Movie Review: Spotlight

spotlight

I’m having a hard time wrapping my head around the notion that someone can write and direct a really awful film and then, a few months later, come up with an absolutely great film. The awful film here is THE COBBLER, which I reviewed a few months back. The great film is SPOTLIGHT, which was directed and co-written by Tom McCarthy.

In 2001, the New York Times purchased the Boston Globe, and Marty Baron was brought in as the latter paper’s new editor-in-chief. For the Times, it was a risky move. Baron, who came from the Miami Herald where he was the executive editor, knew nothing about Boston or its politics. Moreover, he was Jewish in a city where more than half of the paper’s readership was Catholic. For the Globe’s journalists, it was a nervous time as Baron had a reputation for trimming costs, which included cutting headcount and resources. But, as they quickly discovered, Baron’s reputation differed from reality. He wanted to make the Globe relevant again, at a time when the Internet was just starting to make dents in the bottom lines of newspapers everywhere. Very early on in his tenure, he gave the paper’s hard-hitting investigative reporting group, Spotlight, a new assignment: The Globe had previously run a story – buried in the paper’s Metro section – about a pedophile priest. Although the Archbishop of Boston had subsequently removed the priest from his position and had the courts seal the legal documents to the case, Baron sensed there was something more to the story and he wanted the Spotlight Team to find out what it was.

Recorded information -

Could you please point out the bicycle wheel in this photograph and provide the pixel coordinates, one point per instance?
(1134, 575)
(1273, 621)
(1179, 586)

Assignment -
Change "great" to "superb" in everything from "I’m having a" down to "by Tom McCarthy." in the Spotlight review, and write out that stretch. This material comes from a separate source.

Problem solution -
I’m having a hard time wrapping my head around the notion that someone can write and direct a really awful film and then, a few months later, come up with an absolutely superb film. The awful film here is THE COBBLER, which I reviewed a few months back. The superb film is SPOTLIGHT, which was directed and co-written by Tom McCarthy.